[[ WORKING DATA, beginning ]]

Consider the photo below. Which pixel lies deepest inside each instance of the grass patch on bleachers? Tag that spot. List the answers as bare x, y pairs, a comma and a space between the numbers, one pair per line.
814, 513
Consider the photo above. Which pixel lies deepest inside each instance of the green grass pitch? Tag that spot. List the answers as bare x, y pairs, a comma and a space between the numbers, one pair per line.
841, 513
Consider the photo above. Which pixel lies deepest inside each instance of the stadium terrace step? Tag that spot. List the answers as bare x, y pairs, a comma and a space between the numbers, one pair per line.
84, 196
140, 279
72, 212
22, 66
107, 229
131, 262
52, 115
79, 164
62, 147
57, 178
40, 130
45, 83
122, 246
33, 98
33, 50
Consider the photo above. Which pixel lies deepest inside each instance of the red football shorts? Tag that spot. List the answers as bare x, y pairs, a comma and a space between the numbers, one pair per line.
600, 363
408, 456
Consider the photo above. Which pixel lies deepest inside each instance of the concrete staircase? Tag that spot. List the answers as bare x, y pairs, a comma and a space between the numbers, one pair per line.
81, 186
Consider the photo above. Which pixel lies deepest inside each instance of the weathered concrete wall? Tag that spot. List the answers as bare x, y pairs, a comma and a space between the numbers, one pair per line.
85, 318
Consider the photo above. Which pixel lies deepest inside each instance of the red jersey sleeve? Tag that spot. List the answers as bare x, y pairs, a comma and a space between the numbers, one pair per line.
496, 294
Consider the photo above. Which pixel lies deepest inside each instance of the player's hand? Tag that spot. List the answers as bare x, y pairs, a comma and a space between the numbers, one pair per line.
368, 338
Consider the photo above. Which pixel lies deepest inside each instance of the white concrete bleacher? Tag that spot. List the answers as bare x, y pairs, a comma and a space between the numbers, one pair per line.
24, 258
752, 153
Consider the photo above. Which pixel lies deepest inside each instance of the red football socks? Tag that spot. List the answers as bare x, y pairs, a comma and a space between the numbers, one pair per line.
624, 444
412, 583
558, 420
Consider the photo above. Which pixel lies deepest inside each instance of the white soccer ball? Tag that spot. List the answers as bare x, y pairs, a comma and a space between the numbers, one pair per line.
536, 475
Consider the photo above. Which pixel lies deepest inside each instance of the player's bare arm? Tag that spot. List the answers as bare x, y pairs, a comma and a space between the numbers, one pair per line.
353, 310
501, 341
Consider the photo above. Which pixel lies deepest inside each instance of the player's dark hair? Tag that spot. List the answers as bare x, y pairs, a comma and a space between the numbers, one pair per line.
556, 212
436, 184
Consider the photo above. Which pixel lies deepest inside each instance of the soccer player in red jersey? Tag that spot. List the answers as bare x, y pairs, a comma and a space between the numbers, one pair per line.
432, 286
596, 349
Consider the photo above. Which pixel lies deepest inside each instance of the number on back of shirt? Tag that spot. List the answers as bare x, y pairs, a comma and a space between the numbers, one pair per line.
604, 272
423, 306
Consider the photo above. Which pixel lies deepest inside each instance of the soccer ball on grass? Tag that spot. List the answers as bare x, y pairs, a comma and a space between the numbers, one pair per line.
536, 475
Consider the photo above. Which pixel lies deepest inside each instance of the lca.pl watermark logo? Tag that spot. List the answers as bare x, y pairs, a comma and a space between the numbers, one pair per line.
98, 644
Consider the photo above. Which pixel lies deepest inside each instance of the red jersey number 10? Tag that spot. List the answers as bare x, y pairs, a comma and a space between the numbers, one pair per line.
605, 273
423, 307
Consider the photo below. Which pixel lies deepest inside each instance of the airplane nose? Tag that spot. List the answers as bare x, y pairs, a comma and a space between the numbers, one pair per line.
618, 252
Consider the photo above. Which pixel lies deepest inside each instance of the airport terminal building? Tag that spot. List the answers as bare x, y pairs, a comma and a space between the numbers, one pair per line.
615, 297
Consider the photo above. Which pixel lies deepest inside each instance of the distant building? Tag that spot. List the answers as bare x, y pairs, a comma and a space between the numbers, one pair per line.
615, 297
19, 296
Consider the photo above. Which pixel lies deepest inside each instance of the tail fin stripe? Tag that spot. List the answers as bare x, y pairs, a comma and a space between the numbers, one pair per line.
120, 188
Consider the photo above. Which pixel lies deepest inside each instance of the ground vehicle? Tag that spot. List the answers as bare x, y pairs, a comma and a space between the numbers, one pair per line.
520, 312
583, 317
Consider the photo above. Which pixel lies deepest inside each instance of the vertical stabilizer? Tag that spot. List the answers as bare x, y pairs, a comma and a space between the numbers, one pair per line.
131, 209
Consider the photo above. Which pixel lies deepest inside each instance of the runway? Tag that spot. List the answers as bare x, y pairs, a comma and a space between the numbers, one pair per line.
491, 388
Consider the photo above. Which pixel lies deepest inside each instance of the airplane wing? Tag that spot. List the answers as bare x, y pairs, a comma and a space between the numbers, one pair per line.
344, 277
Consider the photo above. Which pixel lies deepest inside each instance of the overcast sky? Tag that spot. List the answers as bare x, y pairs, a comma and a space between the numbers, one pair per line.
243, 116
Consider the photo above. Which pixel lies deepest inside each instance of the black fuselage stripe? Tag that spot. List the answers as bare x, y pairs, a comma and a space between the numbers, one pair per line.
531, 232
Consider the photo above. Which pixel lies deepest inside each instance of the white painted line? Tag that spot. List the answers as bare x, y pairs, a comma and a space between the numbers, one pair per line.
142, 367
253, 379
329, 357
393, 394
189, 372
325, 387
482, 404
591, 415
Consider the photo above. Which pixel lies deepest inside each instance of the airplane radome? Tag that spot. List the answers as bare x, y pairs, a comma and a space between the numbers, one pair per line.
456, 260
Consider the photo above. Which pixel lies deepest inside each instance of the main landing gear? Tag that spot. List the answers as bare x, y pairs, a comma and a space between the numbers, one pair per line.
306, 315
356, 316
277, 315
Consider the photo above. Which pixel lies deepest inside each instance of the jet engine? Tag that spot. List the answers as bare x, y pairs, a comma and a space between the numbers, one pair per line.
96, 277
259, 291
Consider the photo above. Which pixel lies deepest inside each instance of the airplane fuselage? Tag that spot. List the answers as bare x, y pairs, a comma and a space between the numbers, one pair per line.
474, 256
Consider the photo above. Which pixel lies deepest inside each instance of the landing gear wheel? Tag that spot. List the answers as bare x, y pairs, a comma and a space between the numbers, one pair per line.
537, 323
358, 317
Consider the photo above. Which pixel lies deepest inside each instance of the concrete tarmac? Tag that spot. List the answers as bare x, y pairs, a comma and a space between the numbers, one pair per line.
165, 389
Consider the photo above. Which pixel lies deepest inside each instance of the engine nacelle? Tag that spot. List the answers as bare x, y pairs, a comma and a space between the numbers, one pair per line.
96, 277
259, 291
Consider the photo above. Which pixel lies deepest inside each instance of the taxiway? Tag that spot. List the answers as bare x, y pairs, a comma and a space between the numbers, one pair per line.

[[ WORKING DATA, end ]]

Take the line with "of the engine" and every line after it in the data, and please reproduce them exactly, leaving out all other lines.

Consider the photo above. Which pixel lies deepest inside each instance of the engine nacelle? Tag that spot. List the answers as bare x, y pairs, a comma and a space between the numbers, one pair per line.
96, 277
259, 291
Consider the photo above. Which pixel lies deepest inside each instance of the taxiway? Tag that spot. List the answers as bare x, y pairs, a comma and a space between the numbers, one pair per line.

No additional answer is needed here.